Your instructions:
Write out all of the entries exactly, please.

##############################

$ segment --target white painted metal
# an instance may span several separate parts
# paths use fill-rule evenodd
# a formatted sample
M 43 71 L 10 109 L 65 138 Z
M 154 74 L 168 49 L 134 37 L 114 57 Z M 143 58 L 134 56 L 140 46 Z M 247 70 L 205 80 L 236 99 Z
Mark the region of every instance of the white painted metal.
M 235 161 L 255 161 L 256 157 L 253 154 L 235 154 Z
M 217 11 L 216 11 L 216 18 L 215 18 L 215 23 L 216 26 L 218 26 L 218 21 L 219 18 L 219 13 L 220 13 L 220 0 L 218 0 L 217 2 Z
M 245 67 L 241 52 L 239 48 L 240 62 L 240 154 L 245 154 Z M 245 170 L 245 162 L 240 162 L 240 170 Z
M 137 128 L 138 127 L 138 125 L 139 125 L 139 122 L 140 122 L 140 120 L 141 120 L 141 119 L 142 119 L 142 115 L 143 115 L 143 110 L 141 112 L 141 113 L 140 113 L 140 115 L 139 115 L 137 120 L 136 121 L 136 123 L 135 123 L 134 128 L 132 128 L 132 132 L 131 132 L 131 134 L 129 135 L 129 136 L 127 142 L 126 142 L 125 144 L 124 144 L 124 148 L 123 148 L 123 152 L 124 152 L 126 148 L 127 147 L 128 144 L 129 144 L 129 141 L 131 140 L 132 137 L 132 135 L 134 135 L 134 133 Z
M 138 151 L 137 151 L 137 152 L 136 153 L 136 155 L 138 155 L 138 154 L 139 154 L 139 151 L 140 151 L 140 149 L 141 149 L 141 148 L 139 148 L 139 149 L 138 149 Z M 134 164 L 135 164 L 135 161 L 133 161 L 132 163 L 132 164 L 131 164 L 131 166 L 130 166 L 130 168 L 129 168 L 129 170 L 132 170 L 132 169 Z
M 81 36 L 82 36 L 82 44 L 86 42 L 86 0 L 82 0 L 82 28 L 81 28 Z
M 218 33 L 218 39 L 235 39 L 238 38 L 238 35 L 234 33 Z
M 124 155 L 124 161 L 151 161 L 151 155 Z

##############################

Answer below:
$ segment --target white painted metal
# an instance may span several separate parts
# paths use fill-rule evenodd
# a formatted sample
M 43 71 L 10 109 L 65 138 Z
M 154 74 L 168 49 L 134 37 L 114 57 Z M 143 58 L 134 56 L 140 46 Z M 247 70 L 205 80 L 236 99 Z
Mark the region of every instance of the white painted metal.
M 235 161 L 255 161 L 256 157 L 253 154 L 235 154 Z
M 217 11 L 216 11 L 216 18 L 215 18 L 215 23 L 216 26 L 218 26 L 218 21 L 219 18 L 219 13 L 220 13 L 220 0 L 218 0 L 217 2 Z
M 245 67 L 241 52 L 239 48 L 240 62 L 240 154 L 245 154 Z M 245 170 L 245 162 L 240 162 L 240 170 Z
M 137 128 L 138 127 L 138 125 L 139 125 L 139 122 L 140 122 L 140 120 L 141 120 L 141 119 L 142 119 L 142 115 L 143 115 L 143 110 L 141 112 L 141 113 L 140 113 L 140 115 L 139 115 L 137 120 L 136 121 L 136 123 L 135 123 L 134 128 L 132 128 L 132 132 L 131 132 L 131 134 L 129 135 L 129 136 L 127 142 L 126 142 L 125 144 L 124 144 L 124 148 L 123 148 L 123 152 L 124 152 L 126 148 L 127 147 L 128 144 L 129 144 L 129 141 L 131 140 L 132 137 L 132 135 L 134 135 L 134 133 Z
M 138 151 L 137 151 L 137 152 L 136 153 L 136 155 L 138 155 L 138 154 L 139 154 L 139 151 L 140 151 L 140 149 L 141 149 L 141 148 L 139 148 L 139 149 L 138 149 Z M 134 164 L 135 164 L 135 161 L 133 161 L 132 163 L 132 164 L 131 164 L 131 166 L 130 166 L 130 168 L 129 168 L 129 170 L 132 170 L 132 169 Z
M 81 36 L 82 36 L 82 44 L 86 42 L 86 0 L 82 0 L 82 28 L 81 28 Z
M 218 33 L 218 39 L 235 39 L 238 38 L 238 35 L 234 33 Z
M 124 155 L 124 161 L 151 161 L 151 155 Z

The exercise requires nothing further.